§ **PROVIDED MATERIAL**
##############################
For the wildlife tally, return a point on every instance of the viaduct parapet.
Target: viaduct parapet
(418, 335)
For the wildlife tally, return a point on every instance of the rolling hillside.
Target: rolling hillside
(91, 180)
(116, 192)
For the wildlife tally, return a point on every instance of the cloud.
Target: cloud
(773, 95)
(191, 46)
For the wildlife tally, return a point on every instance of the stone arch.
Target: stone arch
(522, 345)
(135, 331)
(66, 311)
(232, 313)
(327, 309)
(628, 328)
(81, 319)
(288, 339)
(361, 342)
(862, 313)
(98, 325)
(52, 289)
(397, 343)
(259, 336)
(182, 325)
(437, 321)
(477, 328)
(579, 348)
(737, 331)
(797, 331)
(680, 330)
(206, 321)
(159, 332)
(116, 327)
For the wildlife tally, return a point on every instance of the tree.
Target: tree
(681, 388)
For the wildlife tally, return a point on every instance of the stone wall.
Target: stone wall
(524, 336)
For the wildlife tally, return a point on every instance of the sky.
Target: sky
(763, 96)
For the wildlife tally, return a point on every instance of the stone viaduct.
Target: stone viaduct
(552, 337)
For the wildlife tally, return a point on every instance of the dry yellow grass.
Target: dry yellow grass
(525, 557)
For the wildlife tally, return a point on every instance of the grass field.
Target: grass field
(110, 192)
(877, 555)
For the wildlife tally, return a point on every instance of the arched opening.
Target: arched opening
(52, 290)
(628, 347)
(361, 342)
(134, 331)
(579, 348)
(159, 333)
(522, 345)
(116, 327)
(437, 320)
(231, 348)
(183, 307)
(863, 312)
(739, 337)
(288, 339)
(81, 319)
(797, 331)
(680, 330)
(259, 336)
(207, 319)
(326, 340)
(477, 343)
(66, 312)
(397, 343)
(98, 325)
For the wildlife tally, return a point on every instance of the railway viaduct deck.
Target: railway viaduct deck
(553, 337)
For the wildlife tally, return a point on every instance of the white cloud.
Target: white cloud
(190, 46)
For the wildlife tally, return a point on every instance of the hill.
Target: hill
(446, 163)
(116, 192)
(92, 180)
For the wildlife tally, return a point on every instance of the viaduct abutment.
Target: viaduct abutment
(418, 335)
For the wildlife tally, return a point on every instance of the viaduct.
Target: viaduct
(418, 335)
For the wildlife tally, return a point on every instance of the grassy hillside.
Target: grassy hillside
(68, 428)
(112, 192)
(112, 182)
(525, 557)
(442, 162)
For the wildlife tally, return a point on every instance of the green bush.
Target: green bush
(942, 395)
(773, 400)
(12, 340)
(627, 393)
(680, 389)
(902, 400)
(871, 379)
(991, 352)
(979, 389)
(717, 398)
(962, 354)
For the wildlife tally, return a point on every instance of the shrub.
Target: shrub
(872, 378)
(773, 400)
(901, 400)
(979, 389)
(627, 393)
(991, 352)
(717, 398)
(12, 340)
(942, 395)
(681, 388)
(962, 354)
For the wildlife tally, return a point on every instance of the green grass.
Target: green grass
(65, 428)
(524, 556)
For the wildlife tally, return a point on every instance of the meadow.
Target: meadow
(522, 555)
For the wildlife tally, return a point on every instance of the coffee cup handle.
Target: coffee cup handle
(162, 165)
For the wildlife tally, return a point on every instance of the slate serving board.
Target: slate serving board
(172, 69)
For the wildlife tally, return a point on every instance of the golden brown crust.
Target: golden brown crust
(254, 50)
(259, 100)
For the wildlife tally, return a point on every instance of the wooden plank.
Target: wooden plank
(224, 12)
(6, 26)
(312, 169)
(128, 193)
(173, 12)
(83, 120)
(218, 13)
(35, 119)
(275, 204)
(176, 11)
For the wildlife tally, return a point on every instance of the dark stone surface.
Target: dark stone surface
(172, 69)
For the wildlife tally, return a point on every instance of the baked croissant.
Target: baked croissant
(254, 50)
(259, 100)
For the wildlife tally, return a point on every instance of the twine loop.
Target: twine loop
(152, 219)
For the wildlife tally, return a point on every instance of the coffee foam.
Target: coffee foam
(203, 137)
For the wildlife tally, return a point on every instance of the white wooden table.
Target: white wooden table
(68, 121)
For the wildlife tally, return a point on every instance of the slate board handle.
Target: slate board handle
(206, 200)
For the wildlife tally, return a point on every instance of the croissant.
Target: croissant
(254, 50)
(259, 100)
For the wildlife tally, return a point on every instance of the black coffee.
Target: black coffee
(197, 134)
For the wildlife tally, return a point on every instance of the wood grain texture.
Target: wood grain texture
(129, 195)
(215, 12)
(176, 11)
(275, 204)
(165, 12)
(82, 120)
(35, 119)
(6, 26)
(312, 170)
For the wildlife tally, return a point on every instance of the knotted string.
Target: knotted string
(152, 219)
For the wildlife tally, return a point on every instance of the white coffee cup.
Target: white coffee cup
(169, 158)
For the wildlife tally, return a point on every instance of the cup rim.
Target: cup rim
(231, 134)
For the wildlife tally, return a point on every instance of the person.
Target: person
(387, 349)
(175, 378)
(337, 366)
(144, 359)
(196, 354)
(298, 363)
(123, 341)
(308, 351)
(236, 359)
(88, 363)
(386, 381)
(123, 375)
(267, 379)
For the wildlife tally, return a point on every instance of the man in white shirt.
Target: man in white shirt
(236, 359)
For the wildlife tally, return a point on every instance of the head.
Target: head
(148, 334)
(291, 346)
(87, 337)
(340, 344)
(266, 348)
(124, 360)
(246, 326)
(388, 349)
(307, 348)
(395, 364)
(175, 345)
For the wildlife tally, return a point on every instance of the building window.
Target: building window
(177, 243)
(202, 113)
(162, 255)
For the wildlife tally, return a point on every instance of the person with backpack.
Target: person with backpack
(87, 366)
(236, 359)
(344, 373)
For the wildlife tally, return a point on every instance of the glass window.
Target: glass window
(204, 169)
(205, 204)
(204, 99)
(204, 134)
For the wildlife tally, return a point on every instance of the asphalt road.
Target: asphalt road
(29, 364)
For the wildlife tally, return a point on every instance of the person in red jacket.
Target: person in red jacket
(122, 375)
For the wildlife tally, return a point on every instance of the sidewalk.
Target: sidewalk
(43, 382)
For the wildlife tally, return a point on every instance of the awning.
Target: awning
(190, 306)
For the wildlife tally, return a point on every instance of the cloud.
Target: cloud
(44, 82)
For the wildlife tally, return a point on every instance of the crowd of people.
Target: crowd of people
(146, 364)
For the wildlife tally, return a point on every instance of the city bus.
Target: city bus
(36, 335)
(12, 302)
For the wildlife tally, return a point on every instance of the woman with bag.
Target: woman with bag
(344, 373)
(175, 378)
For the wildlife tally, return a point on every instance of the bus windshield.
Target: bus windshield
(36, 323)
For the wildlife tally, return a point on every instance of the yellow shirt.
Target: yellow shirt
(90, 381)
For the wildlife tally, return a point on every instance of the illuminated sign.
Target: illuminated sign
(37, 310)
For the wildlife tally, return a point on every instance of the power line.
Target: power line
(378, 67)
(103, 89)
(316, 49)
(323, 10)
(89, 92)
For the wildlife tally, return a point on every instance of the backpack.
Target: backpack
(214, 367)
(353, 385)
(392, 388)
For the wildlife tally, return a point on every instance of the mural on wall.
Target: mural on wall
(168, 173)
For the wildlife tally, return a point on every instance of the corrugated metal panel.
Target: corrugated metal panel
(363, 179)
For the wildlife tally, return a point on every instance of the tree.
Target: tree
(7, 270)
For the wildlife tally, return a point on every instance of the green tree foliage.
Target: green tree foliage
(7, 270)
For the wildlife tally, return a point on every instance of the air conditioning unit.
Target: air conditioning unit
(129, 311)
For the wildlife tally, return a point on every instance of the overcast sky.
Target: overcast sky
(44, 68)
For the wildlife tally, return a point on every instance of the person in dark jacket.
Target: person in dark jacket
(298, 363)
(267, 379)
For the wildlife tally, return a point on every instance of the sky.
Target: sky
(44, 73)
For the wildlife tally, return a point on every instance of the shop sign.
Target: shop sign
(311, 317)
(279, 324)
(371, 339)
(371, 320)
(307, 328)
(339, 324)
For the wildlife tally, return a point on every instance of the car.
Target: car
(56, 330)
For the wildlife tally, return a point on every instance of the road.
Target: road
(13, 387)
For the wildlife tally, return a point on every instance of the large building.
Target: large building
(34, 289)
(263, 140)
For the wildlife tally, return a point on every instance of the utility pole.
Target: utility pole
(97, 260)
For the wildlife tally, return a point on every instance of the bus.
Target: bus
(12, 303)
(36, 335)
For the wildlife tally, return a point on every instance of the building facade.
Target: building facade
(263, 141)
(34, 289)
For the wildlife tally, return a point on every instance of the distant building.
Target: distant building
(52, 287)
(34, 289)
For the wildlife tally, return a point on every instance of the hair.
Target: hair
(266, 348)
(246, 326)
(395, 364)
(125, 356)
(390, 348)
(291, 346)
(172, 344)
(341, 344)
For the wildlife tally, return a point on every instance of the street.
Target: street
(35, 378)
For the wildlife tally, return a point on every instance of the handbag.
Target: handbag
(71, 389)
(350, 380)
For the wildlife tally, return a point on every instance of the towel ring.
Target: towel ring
##############################
§ **WHAT THE TASK REQUIRES**
Reproduce only the lines between the line containing "air conditioning unit." and the last line of the records, those two lines included, exactly.

§ **PROBLEM SOLUTION**
For the wildlife tally, return a point on every instance of the air conditioning unit.
Target: air conditioning unit
(129, 311)
For the wildlife tally, return a point on every instance of the overcast sky.
Target: overcast sky
(44, 68)
For the wildlife tally, return a point on every instance of the person in dark jacket.
Target: person in dark jacket
(298, 363)
(267, 379)
For the wildlife tally, return a point on every instance of the sky.
Target: sky
(44, 73)
For the wildlife tally, return a point on every instance of the shop sign.
Target: shop sign
(311, 317)
(279, 324)
(371, 339)
(371, 320)
(307, 328)
(339, 324)
For the wildlife tally, return a point on every instance of the car.
Target: car
(56, 330)
For the wildlife tally, return a point on every instance of the road.
Target: road
(13, 387)
For the wildlife tally, return a point on every instance of the large building.
Target: large building
(34, 289)
(263, 140)
For the wildlife tally, return a point on every instance of the utility pole.
Target: utility pole
(97, 260)
For the wildlife tally, return a point on every instance of the bus.
Target: bus
(12, 303)
(36, 335)
For the wildlife tally, return a point on every instance of the building facade.
Target: building facade
(263, 141)
(34, 289)
For the wildlife tally, return a point on every instance of the distant building.
Target: distant building
(52, 287)
(34, 289)
For the wildlife tally, return a point on every instance of the hair.
Target: hair
(266, 348)
(246, 326)
(395, 364)
(125, 356)
(390, 348)
(291, 346)
(172, 344)
(341, 344)
For the wildlife tally, return a point on every instance of the street.
Target: street
(35, 378)
For the wildlife tally, return a point on every instance of the handbag.
Target: handbag
(71, 389)
(350, 380)
For the wildlife tally, return a point on every instance of the towel ring.
Target: towel ring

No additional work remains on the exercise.